In alle gebieden met uitgestrekte bossen vormt de houtexploitatie een van de belangrijkste bronnen van inkomsten. Vooral in de noordelijke delen van zowel de Oude als de Nieuwe Wereld heeft de exploitatie van de natuurlijke houtrijkdommen grote vormen aangenomen en is ze de basis voor tal van activiteiten.
In landen als Zweden, Noorwegen, Canada en de Verenigde Staten bevinden zich diep in de bossen talrijke houthakkerskampen, waarvan de bewoners voortdurend bezig zijn met het systematisch ‘oogsten’ van het hout.
Het houthakkersberoep is zwaar en vereist grote vaardigheid. In een houthakkersploeg zijn de verschillende bewerkingen zorgvuldig verdeeld. De eigenlijke hakkers zorgen voor het vellen van de bomen. Door een speciale manier van werken kunnen ze de boom in elke gewenste richting laten vallen; zó, dat hij zo weinig mogelijk schade aanricht aan het andere hout.
Het vellen van een boom begint met het aanbrengen van een hakgleuf (dicht bij de grond) aan die zijde van de boom, waarheen de stam straks zal moeten vallen. Vervolgens beginnen de houthakkers de stam aan de tegenovergestelde zijde door te zagen. Naarmate de zaag dieper in het hout verdwijnt, plaatsen de mannen wiggen in de zaagsnede. Tenslotte begint de stam te kraken en over te hellen naar de zijde van de hakgleuf. ‘Bóóóóm! schalt het dan door de bossen - en enkele seconden later stort de kolos ter aarde, precies op de plaats, waar de houthakkers hem wilden hebben.

GESELECTEERD MATERIAAL:
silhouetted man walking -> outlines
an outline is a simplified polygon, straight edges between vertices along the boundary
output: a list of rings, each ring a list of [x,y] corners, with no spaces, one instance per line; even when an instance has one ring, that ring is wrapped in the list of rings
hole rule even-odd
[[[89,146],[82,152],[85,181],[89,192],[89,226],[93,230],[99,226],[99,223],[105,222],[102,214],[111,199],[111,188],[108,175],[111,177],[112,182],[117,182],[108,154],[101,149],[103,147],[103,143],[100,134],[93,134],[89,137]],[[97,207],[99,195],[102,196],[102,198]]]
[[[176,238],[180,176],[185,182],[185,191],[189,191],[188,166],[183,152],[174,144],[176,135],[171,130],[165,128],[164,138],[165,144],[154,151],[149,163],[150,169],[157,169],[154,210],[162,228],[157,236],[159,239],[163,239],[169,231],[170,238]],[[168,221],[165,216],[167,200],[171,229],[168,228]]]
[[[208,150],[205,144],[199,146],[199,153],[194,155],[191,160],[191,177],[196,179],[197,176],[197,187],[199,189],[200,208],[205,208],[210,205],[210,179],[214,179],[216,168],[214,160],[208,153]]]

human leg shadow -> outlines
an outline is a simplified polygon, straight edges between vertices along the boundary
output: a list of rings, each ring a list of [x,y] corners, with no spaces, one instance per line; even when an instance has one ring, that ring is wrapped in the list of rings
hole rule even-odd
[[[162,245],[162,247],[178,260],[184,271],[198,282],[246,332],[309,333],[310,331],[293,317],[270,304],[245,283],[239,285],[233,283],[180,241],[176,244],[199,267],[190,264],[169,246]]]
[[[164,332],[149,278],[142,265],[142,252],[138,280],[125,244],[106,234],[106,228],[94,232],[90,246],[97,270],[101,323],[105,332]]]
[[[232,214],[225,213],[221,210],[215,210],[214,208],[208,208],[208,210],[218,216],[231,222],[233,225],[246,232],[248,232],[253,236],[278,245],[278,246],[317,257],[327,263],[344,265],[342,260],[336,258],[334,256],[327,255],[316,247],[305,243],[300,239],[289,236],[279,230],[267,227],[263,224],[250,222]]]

OPDRACHT 1: Verander in de tekst over houthakkers het stuk dat opent met de woorden waarin "In alle gebieden" staat en sluit met "tal van activiteiten.". Schrijf het opnieuw met "bosbouw" in plaats van "houtexploitatie".
OPDRACHT 2: Leg in de tekst over houthakkers uit waarom de hakkers een boom in een bepaalde richting laten vallen.

ANTWOORDVAK 1:
In alle gebieden met uitgestrekte bossen vormt de bosbouw een van de belangrijkste bronnen van inkomsten. Vooral in de noordelijke delen van zowel de Oude als de Nieuwe Wereld heeft de exploitatie van de natuurlijke houtrijkdommen grote vormen aangenomen en is ze de basis voor tal van activiteiten.

ANTWOORDVAK 2: De hakkers laten de boom zo vallen dat hij zo weinig mogelijk schade aanricht aan het andere hout.